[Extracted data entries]

— Begin —

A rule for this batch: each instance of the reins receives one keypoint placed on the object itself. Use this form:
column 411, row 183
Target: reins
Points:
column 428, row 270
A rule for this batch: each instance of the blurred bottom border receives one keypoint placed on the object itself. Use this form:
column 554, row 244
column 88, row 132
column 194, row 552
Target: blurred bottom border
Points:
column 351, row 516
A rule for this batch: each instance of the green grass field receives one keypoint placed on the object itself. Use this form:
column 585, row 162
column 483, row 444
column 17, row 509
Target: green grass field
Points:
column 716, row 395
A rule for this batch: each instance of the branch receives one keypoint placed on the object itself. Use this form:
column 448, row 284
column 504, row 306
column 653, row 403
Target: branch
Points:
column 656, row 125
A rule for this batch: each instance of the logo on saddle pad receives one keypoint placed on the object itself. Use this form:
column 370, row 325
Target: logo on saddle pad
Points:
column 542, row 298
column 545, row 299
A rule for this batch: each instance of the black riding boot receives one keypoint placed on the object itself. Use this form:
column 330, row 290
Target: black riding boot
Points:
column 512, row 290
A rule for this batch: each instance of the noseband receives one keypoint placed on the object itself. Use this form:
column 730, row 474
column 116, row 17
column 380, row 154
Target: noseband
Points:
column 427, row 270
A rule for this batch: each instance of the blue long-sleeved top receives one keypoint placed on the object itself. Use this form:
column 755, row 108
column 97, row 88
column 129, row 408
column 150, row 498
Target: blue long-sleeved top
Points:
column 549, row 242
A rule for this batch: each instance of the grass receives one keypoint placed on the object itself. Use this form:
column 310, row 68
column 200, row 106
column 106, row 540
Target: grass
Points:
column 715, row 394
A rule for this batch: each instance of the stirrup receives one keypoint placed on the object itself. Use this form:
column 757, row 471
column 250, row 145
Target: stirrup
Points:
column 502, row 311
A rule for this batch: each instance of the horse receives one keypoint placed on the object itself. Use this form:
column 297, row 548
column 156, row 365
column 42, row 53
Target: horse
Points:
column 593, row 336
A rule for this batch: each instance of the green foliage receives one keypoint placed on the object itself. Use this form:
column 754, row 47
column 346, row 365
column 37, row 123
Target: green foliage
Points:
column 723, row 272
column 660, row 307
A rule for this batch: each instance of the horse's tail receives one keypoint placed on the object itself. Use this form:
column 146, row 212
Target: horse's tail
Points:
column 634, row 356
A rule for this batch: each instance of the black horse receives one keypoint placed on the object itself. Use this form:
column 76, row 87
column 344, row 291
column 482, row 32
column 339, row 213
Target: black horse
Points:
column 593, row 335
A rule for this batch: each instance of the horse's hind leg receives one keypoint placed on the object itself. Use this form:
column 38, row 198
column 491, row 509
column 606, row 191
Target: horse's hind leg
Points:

— End —

[WHAT IS ASKED]:
Present the lines of the records above as a numbered list, skipping any blank lines. Start with the line that contains "A rule for this batch: each instance of the grass" and end with the line that contains "column 593, row 336", including both.

[TASK SOLUTION]:
1. A rule for this batch: each instance of the grass receives one keypoint placed on the object itself. Use this form:
2. column 310, row 68
3. column 200, row 106
4. column 106, row 540
5. Target: grass
6. Points:
7. column 715, row 394
8. A rule for this batch: each instance of the stirrup receives one keypoint placed on the object itself. Use this form:
9. column 757, row 471
10. column 250, row 145
11. Target: stirrup
12. Points:
13. column 502, row 311
14. A rule for this batch: each instance of the horse receives one keypoint placed on the object itself. Use this form:
15. column 297, row 548
16. column 156, row 365
17. column 42, row 53
18. Target: horse
19. Points:
20. column 593, row 336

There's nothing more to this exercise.